◆ TEXTO FORNECIDO ◆
——
A “esquerda” acredita mesmo que xingando 49.276.990 de eleitores de fascistas e nazistas, vai convencer de que o outro lado é uma opção viável?

 

A outra opção não está podre o suficiente para não ser considerada viável?

 

Xingar todo mundo de Fascista é um tipo de argumento reducionista e está gerando um efeito inverso nos movimentos progressistas e não somente nas eleições.

 

Recordemos a fábula de Esopo, do menino pastor e o lobo, para entenderem que tal reducionismo somente vai alimentar ainda mais tal evento.

 

Não há disposição a se entender a motivação do outro lado, do porquê desta escolha.

 

Este reducionismo transforma eleitores de um lado automaticamente em nazifascistas, sendo que certamente o Brasil não se tornou uma Alemanha dos anos 1930 de uma hora a outra e do outro, em comunistas comedores de criancinhas, sendo que o Brasil não é uma Rússia em 1917.

 

Vamos voltar um pouco no passado.

 

A onda progressista do Brasil nos anos 80 e 90 foi resultado de anos de repressão, seja física, moral ou intelectual de um grupo “conservador” e era natural que isso ocorresse.

 

O início da ditadura no Brasil foi uma resposta que, naquele momento, parecia certa para uma grande parcela da população, até mesmo para o congresso, o principal artífice do início do processo em 1964, devido à polarização global de modelos ditatoriais (ditaduras militares ou do proletariado).

 

Com o passar dos anos e diversos abusos, a ditadura foi perdendo força e já sucumbia anêmica, após seu período mais violento entre 69 e 73. Em meados dos anos 70, seu colapso começou a se formar, primeiramente com a anistia em 1977, até a derrocada em 1985 e a “eleição” de Tancredo Neves, resultado do movimento Diretas Já.

 

Além das razões acima, um dos motivos do colapso foi a inabilidade econômica dos militares, que deixaram o Brasil com hiperinflação e baixíssimo crescimento econômico, após o“milagre”dos anos 70.

 

Neste momento, a onda progressista fez sentido, com o Brasil experimentando uma liberdade até então tolhida (lembrem da abertura da novela Tieta, por exemplo) e apesar da eleição de Collor, experimentávamos muitas mudanças no campo social-democrata (opção mais viável após o enfraquecimento dos socialistas com a queda do muro de Berlim em 1990), até a opção por Lula em 2002.

 

Da redemocratização em diante, nas suas coleções de erros, todos os presidentes trouxeram acertos, com a abertura comercial de Collor, o plano Real de FHC e os planos assistenciais de Lula (sim, devem existir). Entre os erros, estão exatamente evitar tratar os essenciais temas problemáticos brasileiros, por temores de ônus eleitorais, dadas suas impopularidades (reforma trabalhista, fiscal, tributária, previdenciária, entre outras tantas).

 

O problema agora vem em dois frontes:

 

No primeiro fronte: Corrupção.

 

Após a descoberta do mensalão e de sua quase queda, Lula reergueu-se e se deslumbrou com a enormidade de recursos advindos das reservas de petróleo do pré-Sal, desistindo de um projeto de governo, alçando a um projeto de poder que deixaria o PT no comando por mais de 20 anos.
——
(Entradas do conjunto de dados)
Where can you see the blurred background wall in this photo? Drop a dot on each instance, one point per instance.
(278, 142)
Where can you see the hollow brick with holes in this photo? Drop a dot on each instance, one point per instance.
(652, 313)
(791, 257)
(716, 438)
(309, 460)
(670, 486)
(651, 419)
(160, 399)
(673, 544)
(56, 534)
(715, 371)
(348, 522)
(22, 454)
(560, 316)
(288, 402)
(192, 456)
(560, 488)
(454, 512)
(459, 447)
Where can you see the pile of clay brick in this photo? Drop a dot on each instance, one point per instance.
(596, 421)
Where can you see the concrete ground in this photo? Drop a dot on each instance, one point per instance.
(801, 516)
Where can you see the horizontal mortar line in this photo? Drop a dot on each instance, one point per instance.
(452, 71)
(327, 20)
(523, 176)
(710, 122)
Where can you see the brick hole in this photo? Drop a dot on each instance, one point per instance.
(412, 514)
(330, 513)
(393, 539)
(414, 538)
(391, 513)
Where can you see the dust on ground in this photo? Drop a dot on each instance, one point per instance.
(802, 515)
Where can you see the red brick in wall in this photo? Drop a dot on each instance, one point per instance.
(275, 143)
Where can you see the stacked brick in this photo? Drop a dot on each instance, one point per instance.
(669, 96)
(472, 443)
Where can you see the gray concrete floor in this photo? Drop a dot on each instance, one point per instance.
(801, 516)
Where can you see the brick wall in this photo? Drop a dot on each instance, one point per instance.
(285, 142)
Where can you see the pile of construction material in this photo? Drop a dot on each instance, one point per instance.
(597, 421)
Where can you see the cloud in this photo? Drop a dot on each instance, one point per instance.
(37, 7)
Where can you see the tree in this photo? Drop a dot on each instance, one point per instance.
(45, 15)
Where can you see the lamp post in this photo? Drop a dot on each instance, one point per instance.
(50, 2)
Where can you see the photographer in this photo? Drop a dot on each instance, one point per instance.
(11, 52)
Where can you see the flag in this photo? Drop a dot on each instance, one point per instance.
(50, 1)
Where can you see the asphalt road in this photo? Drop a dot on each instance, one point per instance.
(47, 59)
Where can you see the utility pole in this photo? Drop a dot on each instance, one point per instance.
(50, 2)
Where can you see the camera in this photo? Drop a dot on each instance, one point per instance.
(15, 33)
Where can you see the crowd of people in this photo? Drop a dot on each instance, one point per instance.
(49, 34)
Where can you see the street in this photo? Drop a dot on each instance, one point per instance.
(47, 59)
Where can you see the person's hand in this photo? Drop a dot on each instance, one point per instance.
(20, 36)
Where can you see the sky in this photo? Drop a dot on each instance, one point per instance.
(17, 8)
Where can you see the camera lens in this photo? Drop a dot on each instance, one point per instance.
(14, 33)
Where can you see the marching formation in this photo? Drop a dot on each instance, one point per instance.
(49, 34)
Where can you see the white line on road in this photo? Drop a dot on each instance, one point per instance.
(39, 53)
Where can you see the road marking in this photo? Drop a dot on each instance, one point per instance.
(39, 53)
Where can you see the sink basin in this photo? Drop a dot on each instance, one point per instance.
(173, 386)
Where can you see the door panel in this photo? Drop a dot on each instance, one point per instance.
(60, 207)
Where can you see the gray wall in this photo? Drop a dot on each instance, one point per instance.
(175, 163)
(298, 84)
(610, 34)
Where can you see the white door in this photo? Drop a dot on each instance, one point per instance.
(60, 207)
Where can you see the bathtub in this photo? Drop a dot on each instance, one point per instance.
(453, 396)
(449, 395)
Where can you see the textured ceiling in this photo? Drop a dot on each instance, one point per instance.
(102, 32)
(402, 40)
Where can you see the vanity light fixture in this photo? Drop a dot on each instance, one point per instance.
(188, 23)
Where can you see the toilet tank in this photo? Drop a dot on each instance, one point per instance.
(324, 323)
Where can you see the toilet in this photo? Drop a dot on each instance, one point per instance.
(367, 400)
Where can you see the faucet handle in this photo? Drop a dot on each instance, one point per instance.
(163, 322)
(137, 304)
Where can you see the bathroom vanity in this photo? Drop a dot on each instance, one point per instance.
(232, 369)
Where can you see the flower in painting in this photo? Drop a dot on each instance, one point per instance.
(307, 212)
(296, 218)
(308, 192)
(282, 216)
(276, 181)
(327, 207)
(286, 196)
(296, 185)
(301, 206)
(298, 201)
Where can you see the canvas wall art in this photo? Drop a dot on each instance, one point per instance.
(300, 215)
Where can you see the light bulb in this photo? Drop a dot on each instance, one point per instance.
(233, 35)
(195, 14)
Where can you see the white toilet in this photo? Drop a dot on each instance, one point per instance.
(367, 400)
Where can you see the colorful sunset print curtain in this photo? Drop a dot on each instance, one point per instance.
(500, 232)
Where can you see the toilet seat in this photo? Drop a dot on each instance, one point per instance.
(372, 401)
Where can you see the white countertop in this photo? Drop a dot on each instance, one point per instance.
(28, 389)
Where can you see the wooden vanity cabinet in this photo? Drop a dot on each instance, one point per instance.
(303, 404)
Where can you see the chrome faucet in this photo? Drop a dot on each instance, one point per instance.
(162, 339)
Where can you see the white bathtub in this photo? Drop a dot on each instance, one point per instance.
——
◆ INSTRUÇÃO DADA A ◆
Em que ano ocorreu a anistia, de acordo com o texto?
◆ INSTRUÇÃO DADA B ◆
Reproduza o trecho do texto que vai de "Da redemocratização em" até "primeiro fronte: Corrupção.", substituindo "Collor" por "Fernando Collor".
◆ INSTRUÇÃO DADA C ◆
Quais reformas o texto cita entre os temas problemáticos que os presidentes evitaram tratar?
Responda com base apenas no texto.

◆ RESPOSTA A ◆
Em 1977.

◆ RESPOSTA B ◆
Da redemocratização em diante, nas suas coleções de erros, todos os presidentes trouxeram acertos, com a abertura comercial de Fernando Collor, o plano Real de FHC e os planos assistenciais de Lula (sim, devem existir). Entre os erros, estão exatamente evitar tratar os essenciais temas problemáticos brasileiros, por temores de ônus eleitorais, dadas suas impopularidades (reforma trabalhista, fiscal, tributária, previdenciária, entre outras tantas).

 

O problema agora vem em dois frontes:

 

No primeiro fronte: Corrupção.

◆ RESPOSTA C ◆
Reforma trabalhista, fiscal, tributária e previdenciária.